START MATERIAL FOR THIS TASK
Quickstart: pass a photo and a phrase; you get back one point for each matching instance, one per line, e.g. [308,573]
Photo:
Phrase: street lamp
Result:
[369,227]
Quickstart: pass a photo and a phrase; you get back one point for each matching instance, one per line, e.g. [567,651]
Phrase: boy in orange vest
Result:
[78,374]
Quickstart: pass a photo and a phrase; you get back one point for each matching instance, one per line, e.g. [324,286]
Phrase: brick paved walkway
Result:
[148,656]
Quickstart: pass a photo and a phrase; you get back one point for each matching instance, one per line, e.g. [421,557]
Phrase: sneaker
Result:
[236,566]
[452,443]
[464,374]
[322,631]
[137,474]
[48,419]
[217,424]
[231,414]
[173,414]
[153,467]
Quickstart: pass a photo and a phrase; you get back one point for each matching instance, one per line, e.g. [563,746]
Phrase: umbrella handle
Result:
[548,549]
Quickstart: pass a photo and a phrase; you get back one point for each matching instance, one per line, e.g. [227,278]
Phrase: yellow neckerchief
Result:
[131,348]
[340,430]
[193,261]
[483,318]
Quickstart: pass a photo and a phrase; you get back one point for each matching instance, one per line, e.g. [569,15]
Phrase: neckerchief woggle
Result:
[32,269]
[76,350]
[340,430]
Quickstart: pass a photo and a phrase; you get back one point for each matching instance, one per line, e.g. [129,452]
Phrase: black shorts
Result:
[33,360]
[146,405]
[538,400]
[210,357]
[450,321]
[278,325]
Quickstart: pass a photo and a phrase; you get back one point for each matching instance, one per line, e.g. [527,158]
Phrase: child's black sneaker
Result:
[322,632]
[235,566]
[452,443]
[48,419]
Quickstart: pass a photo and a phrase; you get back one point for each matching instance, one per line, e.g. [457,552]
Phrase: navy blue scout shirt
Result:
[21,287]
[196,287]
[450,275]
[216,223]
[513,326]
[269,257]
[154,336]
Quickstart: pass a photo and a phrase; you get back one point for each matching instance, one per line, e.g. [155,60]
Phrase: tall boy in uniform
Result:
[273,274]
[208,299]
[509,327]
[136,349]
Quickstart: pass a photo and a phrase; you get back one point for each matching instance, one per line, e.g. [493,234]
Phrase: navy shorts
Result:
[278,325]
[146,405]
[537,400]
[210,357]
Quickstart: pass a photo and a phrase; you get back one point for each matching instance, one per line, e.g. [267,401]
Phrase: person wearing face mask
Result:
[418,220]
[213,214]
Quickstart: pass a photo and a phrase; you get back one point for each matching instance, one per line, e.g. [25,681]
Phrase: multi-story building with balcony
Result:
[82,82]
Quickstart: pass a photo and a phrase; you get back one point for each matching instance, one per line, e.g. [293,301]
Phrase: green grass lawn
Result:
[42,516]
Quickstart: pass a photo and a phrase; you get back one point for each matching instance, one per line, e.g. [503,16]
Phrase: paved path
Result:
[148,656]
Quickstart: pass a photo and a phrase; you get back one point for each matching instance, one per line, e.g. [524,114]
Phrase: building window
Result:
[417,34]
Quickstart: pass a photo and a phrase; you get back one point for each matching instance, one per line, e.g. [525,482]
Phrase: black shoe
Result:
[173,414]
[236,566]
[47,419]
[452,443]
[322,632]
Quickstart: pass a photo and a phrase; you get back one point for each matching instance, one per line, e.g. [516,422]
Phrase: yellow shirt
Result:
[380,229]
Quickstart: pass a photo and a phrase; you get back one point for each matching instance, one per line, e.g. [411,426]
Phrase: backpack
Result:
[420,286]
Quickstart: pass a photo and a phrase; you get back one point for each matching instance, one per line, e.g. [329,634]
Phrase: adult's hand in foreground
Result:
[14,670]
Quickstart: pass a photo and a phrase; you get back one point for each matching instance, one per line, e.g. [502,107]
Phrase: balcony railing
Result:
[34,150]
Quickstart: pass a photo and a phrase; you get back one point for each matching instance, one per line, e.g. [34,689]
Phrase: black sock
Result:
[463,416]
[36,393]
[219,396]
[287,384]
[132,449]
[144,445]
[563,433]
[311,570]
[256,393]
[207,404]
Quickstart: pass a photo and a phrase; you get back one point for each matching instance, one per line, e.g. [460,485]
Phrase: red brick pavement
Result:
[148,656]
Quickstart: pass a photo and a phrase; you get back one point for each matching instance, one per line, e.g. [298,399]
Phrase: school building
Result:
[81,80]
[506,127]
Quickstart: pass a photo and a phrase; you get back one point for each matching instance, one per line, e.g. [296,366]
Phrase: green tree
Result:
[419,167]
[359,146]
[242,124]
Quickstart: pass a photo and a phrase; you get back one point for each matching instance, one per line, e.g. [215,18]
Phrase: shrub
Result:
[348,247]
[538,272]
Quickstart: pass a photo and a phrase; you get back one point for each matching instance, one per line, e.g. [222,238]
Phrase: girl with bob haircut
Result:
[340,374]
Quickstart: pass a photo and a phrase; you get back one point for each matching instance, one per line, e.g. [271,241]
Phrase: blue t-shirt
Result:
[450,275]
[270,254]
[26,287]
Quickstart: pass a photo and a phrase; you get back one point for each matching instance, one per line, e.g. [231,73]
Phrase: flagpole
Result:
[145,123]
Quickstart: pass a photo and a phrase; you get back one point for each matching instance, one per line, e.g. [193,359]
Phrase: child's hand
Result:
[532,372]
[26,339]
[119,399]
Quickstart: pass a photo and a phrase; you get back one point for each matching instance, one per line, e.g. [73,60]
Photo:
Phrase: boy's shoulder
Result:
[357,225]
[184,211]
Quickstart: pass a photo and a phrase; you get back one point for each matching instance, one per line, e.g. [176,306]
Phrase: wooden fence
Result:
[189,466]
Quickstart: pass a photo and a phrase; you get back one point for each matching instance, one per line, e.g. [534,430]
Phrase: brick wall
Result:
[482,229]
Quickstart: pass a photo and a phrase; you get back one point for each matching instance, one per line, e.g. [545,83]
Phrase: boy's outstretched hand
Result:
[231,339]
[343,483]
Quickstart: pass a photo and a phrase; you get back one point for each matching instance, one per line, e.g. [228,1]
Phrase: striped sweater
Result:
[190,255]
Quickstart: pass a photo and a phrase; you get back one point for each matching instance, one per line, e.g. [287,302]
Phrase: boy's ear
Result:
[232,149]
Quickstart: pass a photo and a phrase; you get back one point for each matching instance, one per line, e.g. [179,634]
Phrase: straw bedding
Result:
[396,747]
END MATERIAL FOR THIS TASK
(WORK INSTRUCTIONS): Each line of the records above must be copied exactly.

(TASK ANSWER):
Quickstart: pass a photo and a phrase; you get back one point for each matching instance, one per line, e.g. [308,573]
Photo:
Phrase: street lamp
Result:
[369,227]
Quickstart: pass a photo and a phrase; you get back one point for each matching instance, one per line, e.g. [567,651]
Phrase: boy in orange vest
Result:
[78,374]
Quickstart: pass a photo and a phrase; you get back one point for each matching instance, one per line, e.g. [324,286]
Phrase: brick paved walkway
Result:
[148,656]
Quickstart: pass a photo and a phrase; you get back one point for each matching instance, one per line, e.g. [421,557]
Phrase: sneaker
Result:
[236,566]
[452,443]
[464,374]
[322,631]
[137,474]
[48,419]
[217,424]
[231,414]
[173,414]
[153,467]
Quickstart: pass a photo and a phrase; you get back one point for each matching instance, one per line, e.g. [563,746]
Phrase: umbrella handle
Result:
[548,549]
Quickstart: pass a photo and a phrase; you get back one point for each matching instance, one per line, e.g. [227,278]
Phrase: yellow neckerchief
Result:
[131,348]
[340,430]
[193,261]
[483,318]
Quickstart: pass a photo and a phrase; you get back one point for each matching instance, one per line, e.g. [569,15]
Phrase: neckerchief woggle
Result:
[32,269]
[76,350]
[340,430]
Quickstart: pass a photo and a phrase; you get back one point for each matching instance, one per line, e.g. [129,452]
Phrase: black shorts
Result:
[33,360]
[146,405]
[538,400]
[210,357]
[450,321]
[278,325]
Quickstart: pass a photo and a phrase; you get back one point for each matching instance, one per line, e.g. [527,158]
Phrase: child's black sneaker
Result:
[322,632]
[235,566]
[452,443]
[48,419]
Quickstart: pass a photo and a phrase; you get back one point for each matching instance, one per line, e.g. [457,552]
Phrase: navy blue scout shirt
Result:
[21,287]
[196,287]
[450,275]
[216,223]
[513,326]
[269,257]
[154,336]
Quickstart: pass a photo and a phrase; you get back one point for each matching instance, one per line, e.g. [155,60]
Phrase: tall boy in uniform
Result:
[273,274]
[208,299]
[509,327]
[136,349]
Quickstart: pass a photo and a phrase; you get back one point for each matching instance, one per line, e.g. [493,234]
Phrase: navy shorts
Result:
[278,325]
[146,405]
[537,400]
[210,357]
Quickstart: pass a photo and a phrase; you get back one point for each matching instance, one per line, e.g. [267,401]
Phrase: person wearing face mask
Result:
[418,220]
[213,214]
Quickstart: pass a photo and a phrase; you get back one point for each matching instance, one per line, e.g. [25,681]
Phrase: multi-story building with balcony
Result:
[82,82]
Quickstart: pass a photo and a phrase; you get back one point for each matching instance, one per line, e.g. [293,301]
Phrase: green grass lawn
Result:
[42,516]
Quickstart: pass a photo and a phrase; you get back one point for each matching instance, one per line, e.g. [503,16]
Phrase: paved path
Result:
[148,656]
Quickstart: pass a photo and a phrase; you get back one point for each matching instance, one per line, e.g. [524,114]
Phrase: building window
Result:
[417,34]
Quickstart: pass a photo and a phrase; you get back one point for each matching instance, one per line, e.g. [525,482]
Phrase: black shoe
Result:
[173,414]
[236,566]
[47,419]
[452,443]
[322,632]
Quickstart: pass a photo and a phrase; you get back one point for each matching instance, one per line, e.g. [516,422]
Phrase: yellow shirt
Result:
[380,229]
Quickstart: pass a photo and a phrase; you get back one point for each matching instance, one per line, e.g. [411,426]
Phrase: backpack
Result:
[420,286]
Quickstart: pass a photo and a phrase; you get back one point for each matching instance, one per line, e.g. [329,634]
Phrase: adult's hand in foreground
Result:
[14,670]
Quickstart: pass a photo and a phrase; you get back one point for each matching instance, one per line, e.g. [502,107]
Phrase: balcony railing
Result:
[34,150]
Quickstart: pass a photo and a phrase; you get back one point for each matching instance, one per line, e.g. [34,689]
Phrase: black sock
Result:
[463,416]
[36,393]
[219,396]
[287,384]
[132,449]
[144,445]
[563,433]
[311,570]
[256,393]
[207,404]
Quickstart: pass a photo and a phrase; you get back one point for each matching instance, one per line, e.g. [460,485]
Phrase: red brick pavement
Result:
[148,656]
Quickstart: pass a photo and a phrase; you get back one point for each matching instance, one per line, e.g. [298,399]
Phrase: school building
Result:
[81,80]
[506,127]
Quickstart: pass a photo and a phrase; you get back one point for each matching instance, one per line, e.g. [296,366]
Phrase: green tree
Result:
[419,167]
[359,146]
[242,124]
Quickstart: pass a photo and a phrase; you get back one point for each matching instance, one per line, e.g. [215,18]
Phrase: shrub
Result:
[348,247]
[538,272]
Quickstart: pass a photo and a phrase; you get back one point for each matching instance, one per line, e.g. [222,238]
Phrase: girl with bob haircut
Result:
[340,374]
Quickstart: pass a photo and a phrase; you get back one point for each matching instance, one per line, e.g. [271,241]
Phrase: blue t-shirt
Result:
[450,275]
[270,254]
[26,287]
Quickstart: pass a photo and a phrase; you get back one point for each matching instance, one per line, e.g. [231,73]
Phrase: flagpole
Result:
[145,123]
Quickstart: pass a photo and a phrase; you get back one point for each matching instance, one per line, e.g. [193,359]
Phrase: child's hand
Result:
[532,372]
[26,339]
[119,399]
Quickstart: pass a photo and a phrase; you get back one point for each matching instance, one per line, e.g. [73,60]
Photo:
Phrase: boy's shoulder
Result:
[357,225]
[184,211]
Quickstart: pass a photo and a phrase; you get back one point for each matching instance, one per line, e.g. [176,306]
Phrase: wooden fence
Result:
[189,466]
Quickstart: pass a photo and a phrase; you get back one point for each matching instance, one per line, e.g. [534,430]
Phrase: brick wall
Result:
[482,229]
Quickstart: pass a photo and a phrase; you get back one point for each matching instance, one per line, e.g. [545,83]
Phrase: boy's outstretched hand
Result:
[231,339]
[343,483]
Quickstart: pass a photo and a phrase; you get back one point for each matching instance, one per line, e.g. [228,1]
Phrase: striped sweater
Result:
[190,255]
Quickstart: pass a photo and a phrase; you get back one point for each matching instance, one per line, e.g. [287,302]
Phrase: boy's ear
Result:
[232,149]
Quickstart: pass a photo and a phrase; you get back one point for each matching instance, one per line, e.g. [179,634]
Phrase: straw bedding
Result:
[396,747]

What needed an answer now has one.